Start at the line below containing "of the blue" and stop at the line containing "of the grass". Repeat every line of that stretch exactly, and nothing outside it.

• **DATA FOR THIS EXERCISE**
▼

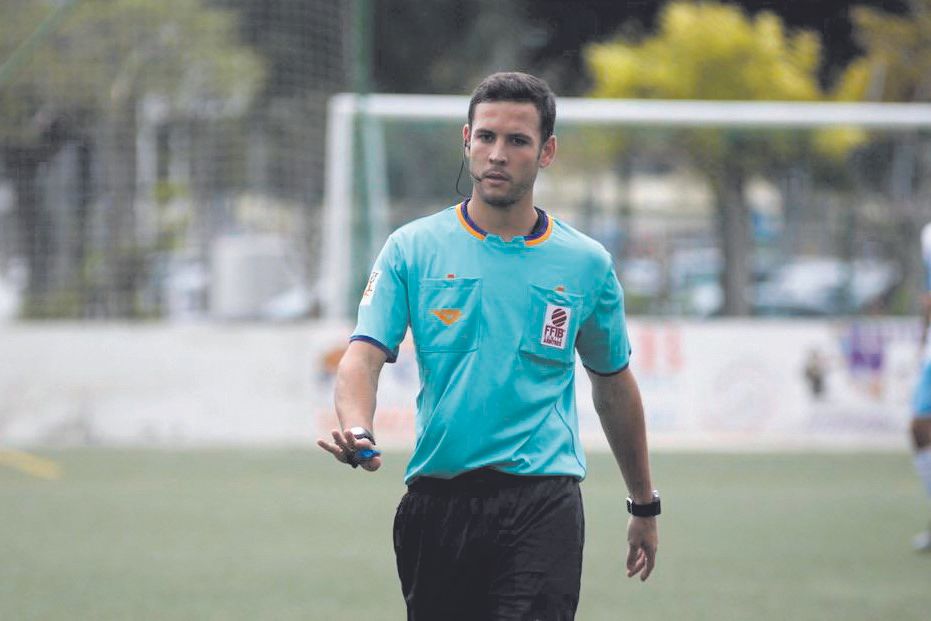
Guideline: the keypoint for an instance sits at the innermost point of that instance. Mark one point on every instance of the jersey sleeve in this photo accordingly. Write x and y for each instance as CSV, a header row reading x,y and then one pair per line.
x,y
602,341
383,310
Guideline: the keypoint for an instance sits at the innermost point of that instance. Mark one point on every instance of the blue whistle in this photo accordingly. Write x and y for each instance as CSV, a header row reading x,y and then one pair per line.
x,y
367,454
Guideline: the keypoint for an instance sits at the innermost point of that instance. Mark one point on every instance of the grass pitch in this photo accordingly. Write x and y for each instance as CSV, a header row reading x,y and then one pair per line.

▲
▼

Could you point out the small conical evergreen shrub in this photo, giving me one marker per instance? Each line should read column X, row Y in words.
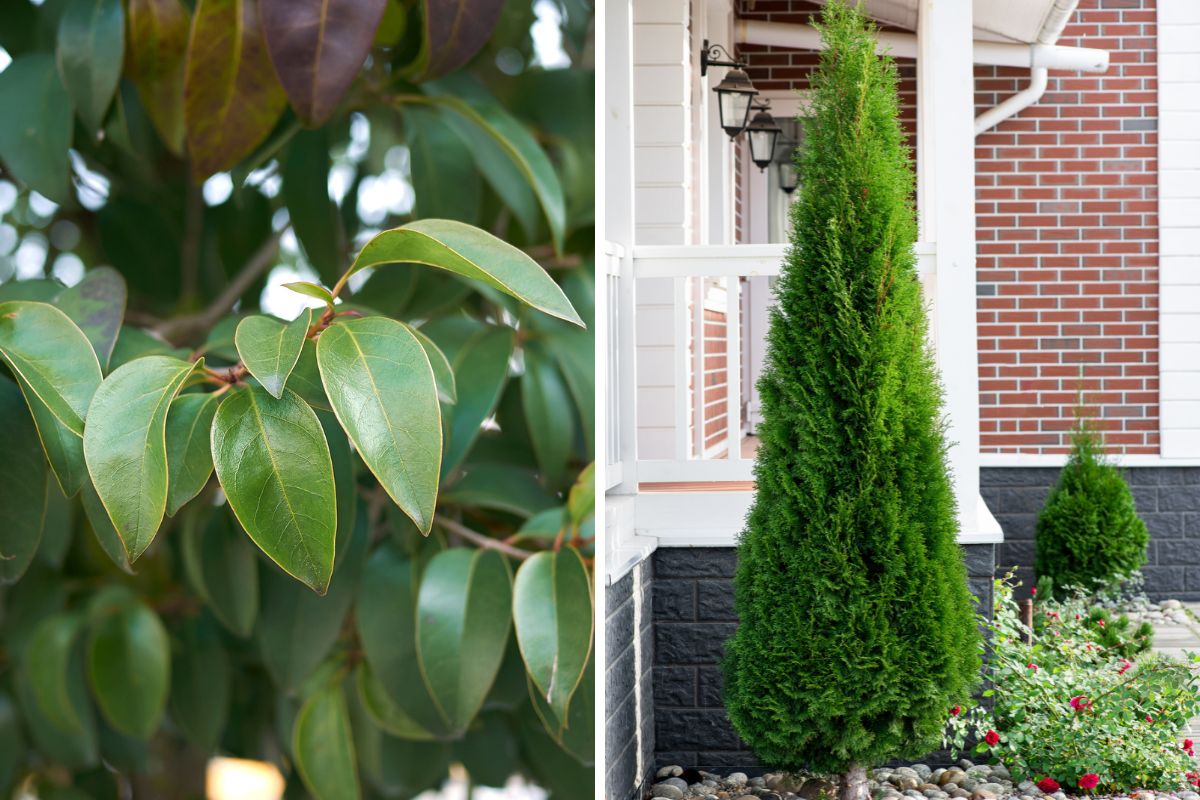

▲

• **WRITTEN RESPONSE**
Guideline: the keypoint for an instance sits at the innermost point of that instance. Mark one point on every instance of the blue whistle in this photo accordingly. Write x and y for each instance as CSV, a header row reading x,y and then one pair per line.
x,y
367,454
Guideline: the keypoint for an instance sits at the innermost point of that instance. Mark one point on every instance of the grass pitch in this photo accordingly. Write x and y for each instance as CSV, a header row reading x,y and then one pair per line.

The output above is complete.